**DATASET CONTENT:**
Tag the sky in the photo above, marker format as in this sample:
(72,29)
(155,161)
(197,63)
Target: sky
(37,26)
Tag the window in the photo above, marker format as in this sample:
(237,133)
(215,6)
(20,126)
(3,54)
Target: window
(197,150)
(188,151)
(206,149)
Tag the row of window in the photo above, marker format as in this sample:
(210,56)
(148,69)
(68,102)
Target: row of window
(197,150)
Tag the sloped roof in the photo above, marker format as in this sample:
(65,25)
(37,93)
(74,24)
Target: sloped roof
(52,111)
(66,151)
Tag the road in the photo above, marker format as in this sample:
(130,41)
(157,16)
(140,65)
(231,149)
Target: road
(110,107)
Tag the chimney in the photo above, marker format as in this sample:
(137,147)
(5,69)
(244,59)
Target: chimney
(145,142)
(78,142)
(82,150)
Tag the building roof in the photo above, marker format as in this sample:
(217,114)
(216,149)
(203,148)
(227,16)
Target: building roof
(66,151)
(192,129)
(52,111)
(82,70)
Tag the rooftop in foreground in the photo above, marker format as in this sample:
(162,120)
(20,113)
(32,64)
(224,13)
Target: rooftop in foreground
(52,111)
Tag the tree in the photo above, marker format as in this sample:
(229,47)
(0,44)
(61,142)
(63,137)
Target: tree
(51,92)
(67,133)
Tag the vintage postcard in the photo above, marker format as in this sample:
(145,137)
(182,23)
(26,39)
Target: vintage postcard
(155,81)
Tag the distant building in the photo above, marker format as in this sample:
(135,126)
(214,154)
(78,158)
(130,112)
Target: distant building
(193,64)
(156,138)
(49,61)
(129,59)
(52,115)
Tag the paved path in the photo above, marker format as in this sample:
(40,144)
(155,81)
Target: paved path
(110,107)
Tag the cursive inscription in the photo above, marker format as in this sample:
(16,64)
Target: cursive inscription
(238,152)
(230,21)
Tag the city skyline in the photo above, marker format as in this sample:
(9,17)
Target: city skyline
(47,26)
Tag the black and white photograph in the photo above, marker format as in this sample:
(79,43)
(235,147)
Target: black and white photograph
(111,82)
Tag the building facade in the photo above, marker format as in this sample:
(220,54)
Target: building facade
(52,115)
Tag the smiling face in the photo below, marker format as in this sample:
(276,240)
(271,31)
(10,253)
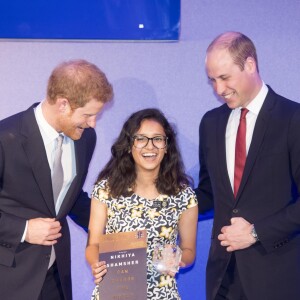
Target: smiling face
(149,158)
(73,122)
(235,86)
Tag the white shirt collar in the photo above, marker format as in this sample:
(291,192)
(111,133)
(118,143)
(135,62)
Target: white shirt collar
(255,105)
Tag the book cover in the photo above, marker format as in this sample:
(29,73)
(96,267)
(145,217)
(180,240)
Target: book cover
(125,254)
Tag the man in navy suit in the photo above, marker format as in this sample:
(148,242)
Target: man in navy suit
(35,262)
(255,246)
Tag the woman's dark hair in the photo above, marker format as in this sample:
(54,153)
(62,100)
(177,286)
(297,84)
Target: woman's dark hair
(120,170)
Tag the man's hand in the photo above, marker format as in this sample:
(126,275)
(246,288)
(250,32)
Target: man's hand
(43,231)
(99,270)
(237,236)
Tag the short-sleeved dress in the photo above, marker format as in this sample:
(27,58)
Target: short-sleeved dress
(161,222)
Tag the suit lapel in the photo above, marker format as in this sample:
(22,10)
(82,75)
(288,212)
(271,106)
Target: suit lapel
(35,151)
(221,145)
(257,138)
(70,198)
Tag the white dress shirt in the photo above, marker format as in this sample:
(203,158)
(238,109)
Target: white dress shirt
(232,126)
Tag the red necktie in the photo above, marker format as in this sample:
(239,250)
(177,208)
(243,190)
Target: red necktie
(240,151)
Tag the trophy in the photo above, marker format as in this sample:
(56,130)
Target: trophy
(166,258)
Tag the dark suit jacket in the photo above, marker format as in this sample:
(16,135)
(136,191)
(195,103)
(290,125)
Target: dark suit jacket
(26,193)
(268,197)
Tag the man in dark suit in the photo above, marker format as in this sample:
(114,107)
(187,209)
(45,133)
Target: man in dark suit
(250,172)
(35,258)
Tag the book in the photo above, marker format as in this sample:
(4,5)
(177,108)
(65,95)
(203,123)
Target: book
(125,254)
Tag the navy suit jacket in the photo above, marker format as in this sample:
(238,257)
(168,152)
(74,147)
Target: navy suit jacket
(26,193)
(268,197)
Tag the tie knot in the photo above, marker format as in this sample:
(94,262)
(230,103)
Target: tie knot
(244,112)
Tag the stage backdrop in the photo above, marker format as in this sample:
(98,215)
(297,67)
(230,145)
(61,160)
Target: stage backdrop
(169,76)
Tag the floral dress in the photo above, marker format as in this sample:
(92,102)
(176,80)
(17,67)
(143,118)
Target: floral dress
(160,217)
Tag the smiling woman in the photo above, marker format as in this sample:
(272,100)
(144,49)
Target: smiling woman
(144,186)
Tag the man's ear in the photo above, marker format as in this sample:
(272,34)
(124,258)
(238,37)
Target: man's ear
(250,65)
(63,105)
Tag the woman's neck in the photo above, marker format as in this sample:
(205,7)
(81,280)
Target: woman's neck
(145,186)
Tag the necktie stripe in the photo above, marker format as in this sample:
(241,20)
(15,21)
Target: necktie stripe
(240,151)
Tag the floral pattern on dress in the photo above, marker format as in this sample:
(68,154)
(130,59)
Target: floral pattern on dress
(134,212)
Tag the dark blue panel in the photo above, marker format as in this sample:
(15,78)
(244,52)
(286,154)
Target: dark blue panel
(90,19)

**AIM:** Give back each entry exactly as it appears, with no pictures.

**WORKED ANSWER:**
Tag the sky in the photo above, marker format as in this sample:
(72,29)
(155,161)
(197,63)
Target: sky
(37,26)
Tag the window in the photo above, marker format as in this sample:
(237,133)
(215,6)
(20,126)
(3,54)
Target: window
(197,150)
(188,151)
(206,149)
Tag the row of window in the photo above, marker format as in this sample:
(210,56)
(148,69)
(68,102)
Target: row of window
(197,150)
Tag the sloped roof in the photo above, marker format as in this sample:
(65,25)
(37,93)
(74,24)
Target: sloped roof
(52,111)
(66,151)
Tag the road in the photo above, marker format as in this sample:
(130,41)
(157,16)
(140,65)
(231,149)
Target: road
(110,107)
Tag the chimney in the photo above, marker format as in this sample:
(137,147)
(5,69)
(244,59)
Target: chimney
(145,142)
(78,142)
(82,150)
Tag the building roof in the photo above, marker format as in this sample:
(217,114)
(216,149)
(203,148)
(227,16)
Target: building roof
(66,151)
(192,129)
(52,111)
(82,70)
Tag the rooftop in foreground in the photo above, marker format as in this sample:
(162,120)
(20,113)
(32,64)
(224,13)
Target: rooftop in foreground
(52,111)
Tag the tree in the photo above, marker format as in this sample:
(229,47)
(0,44)
(61,142)
(63,137)
Target: tree
(51,92)
(67,133)
Tag the vintage postcard in the photo above, marker format as in this sample:
(145,137)
(182,23)
(26,39)
Target: vintage postcard
(155,81)
Tag the distant building in the photo above, marker format as in this sample:
(135,126)
(214,154)
(78,158)
(130,112)
Target: distant building
(193,64)
(156,138)
(49,61)
(129,59)
(52,115)
Tag the paved path in the photo above, marker format as in this sample:
(40,144)
(155,81)
Target: paved path
(110,107)
Tag the cursive inscription in the photo above, marker format as in this sample:
(16,64)
Target: cursive inscription
(238,152)
(230,21)
Tag the city skyline in the photo above, marker format as in this sample:
(9,17)
Target: city skyline
(47,26)
Tag the black and white photograph in the photo above, marker format as in this sample:
(79,43)
(235,147)
Target: black and white photograph
(111,82)
Tag the building facade in the photo above, marker format as in this sample:
(220,54)
Target: building facade
(52,115)
Tag the smiling face in the photo below, marker format as in this sample:
(276,240)
(271,31)
(10,253)
Target: smiling face
(149,158)
(73,122)
(235,86)
Tag the white shirt collar in the photo above, marker format as in this sample:
(291,192)
(111,133)
(118,143)
(135,62)
Target: white shirt collar
(255,105)
Tag the book cover in the photo above, marker format as in this sample:
(29,73)
(96,267)
(145,217)
(180,240)
Target: book cover
(125,254)
Tag the man in navy suit in the photo above, marker format as in this sample:
(148,242)
Target: man in navy suit
(35,262)
(255,246)
Tag the woman's dark hair in the photo above, marker format as in this sample:
(54,153)
(62,100)
(177,286)
(297,84)
Target: woman's dark hair
(120,170)
Tag the man's hand in the photo above, marker format as in this sample:
(126,275)
(246,288)
(250,32)
Target: man's hand
(43,231)
(99,270)
(237,236)
Tag the short-sleeved dress in the photo above, marker format as in this sample:
(27,58)
Target: short-sleeved dress
(161,222)
Tag the suit lapel in the photo above, marker format as in this sample:
(22,10)
(82,75)
(288,212)
(271,106)
Target: suit lapel
(35,151)
(221,145)
(257,138)
(70,198)
Tag the white dress shirt in the photo above, marker format as in this sample:
(203,158)
(238,109)
Target: white dress shirt
(232,126)
Tag the red necktie in the photo above, marker format as in this sample:
(239,250)
(177,208)
(243,190)
Target: red necktie
(240,151)
Tag the trophy in the photo above, marker format as in this sample:
(56,130)
Target: trophy
(166,258)
Tag the dark suit jacket in the photo above, marker format as in this sample:
(16,135)
(136,191)
(195,103)
(290,125)
Target: dark suit jacket
(26,193)
(268,197)
Tag the man in dark suit in the photo above, marker format as in this sample:
(114,107)
(187,209)
(45,133)
Target: man in dark suit
(250,172)
(35,258)
Tag the book in the photo above, marker format as in this sample:
(4,5)
(177,108)
(65,95)
(203,123)
Target: book
(125,254)
Tag the navy suit jacket in the photo above, marker format as in this sample:
(238,257)
(168,152)
(74,147)
Target: navy suit jacket
(26,193)
(268,197)
Tag the tie knot in the photo above, marker format as in this sample:
(94,262)
(230,103)
Target: tie knot
(244,112)
Tag the stage backdrop in the photo above, marker format as in this sample:
(98,215)
(297,67)
(230,145)
(61,160)
Target: stage backdrop
(169,76)
Tag the floral dress in the photo above, marker format as in this sample:
(92,102)
(176,80)
(17,67)
(143,118)
Target: floral dress
(160,217)
Tag the smiling woman in the photo above, marker format as in this sample:
(272,100)
(144,49)
Target: smiling woman
(144,186)
Tag the man's ear in the photo above, marker format as in this sample:
(272,34)
(124,258)
(238,37)
Target: man's ear
(250,65)
(63,105)
Tag the woman's neck in the photo above, marker format as in this sample:
(205,7)
(81,280)
Target: woman's neck
(145,186)
Tag the necktie stripe in the photo above, marker format as in this sample:
(241,20)
(15,21)
Target: necktie stripe
(240,151)
Tag the floral pattern on dress in the photo above, marker format as in this sample:
(68,154)
(130,59)
Target: floral pattern on dress
(134,212)
Tag the dark blue panel in the photo above, marker format as in this sample:
(15,78)
(244,52)
(286,154)
Target: dark blue panel
(90,19)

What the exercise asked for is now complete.